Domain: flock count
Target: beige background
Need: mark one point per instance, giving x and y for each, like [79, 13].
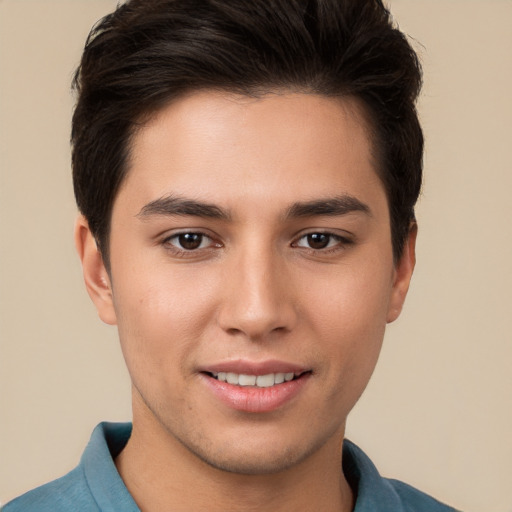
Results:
[438, 412]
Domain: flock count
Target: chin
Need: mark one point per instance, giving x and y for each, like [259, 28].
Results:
[264, 458]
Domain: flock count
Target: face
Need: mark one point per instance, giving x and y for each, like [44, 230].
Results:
[252, 275]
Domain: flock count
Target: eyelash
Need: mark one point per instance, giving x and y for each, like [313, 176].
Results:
[341, 243]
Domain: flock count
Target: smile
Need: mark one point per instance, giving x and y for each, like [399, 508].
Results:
[260, 381]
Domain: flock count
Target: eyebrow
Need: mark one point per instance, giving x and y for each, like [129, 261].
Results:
[331, 206]
[175, 205]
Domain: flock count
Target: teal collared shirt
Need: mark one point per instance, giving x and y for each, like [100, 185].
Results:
[95, 485]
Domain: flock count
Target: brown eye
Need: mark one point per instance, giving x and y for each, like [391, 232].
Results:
[190, 241]
[318, 240]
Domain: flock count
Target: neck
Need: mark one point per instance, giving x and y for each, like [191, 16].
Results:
[161, 474]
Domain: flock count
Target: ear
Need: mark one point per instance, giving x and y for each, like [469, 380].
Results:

Set exercise: Repeat every item above word for word, leaving out the picture.

Correct output:
Domain: flock count
Target: beige background
Need: mark one point per instance, giving x and y for each, like [79, 13].
Results:
[438, 412]
Domain: flock count
Target: chin
Need: mark one point per instance, giving x and y for each, like [259, 28].
Results:
[264, 458]
Domain: flock count
Target: face
Need: mark one point per instance, giving x and y for each, like [44, 230].
Results:
[252, 275]
Domain: flock count
Target: eyelash
Need: mark one point per instance, giving x and y for each, like [313, 176].
Results:
[341, 243]
Domain: flock count
Target: smile
Need: mark one point per instance, giving x and y for each, like [399, 508].
Results:
[260, 381]
Domain: flock count
Target: eyebrow
Need: mark one point per instance, giving x and y for each, like [129, 261].
Results:
[331, 206]
[175, 205]
Domain: flock count
Target: teal collared shirt
Need: mark one point per instance, giving x and y for each, like [100, 185].
Results:
[95, 485]
Domain: flock count
Target: brown eye
Need: mark one point per instance, giving x and y for each, like [391, 232].
Results:
[190, 241]
[318, 240]
Domain: flock count
Target: neck
Need: mark one point per instance, giving x and y for each, like [191, 16].
Results:
[161, 474]
Domain: flock count
Target: ear
Need: mark one point per instance, giving x and y for each, like [469, 380].
Results:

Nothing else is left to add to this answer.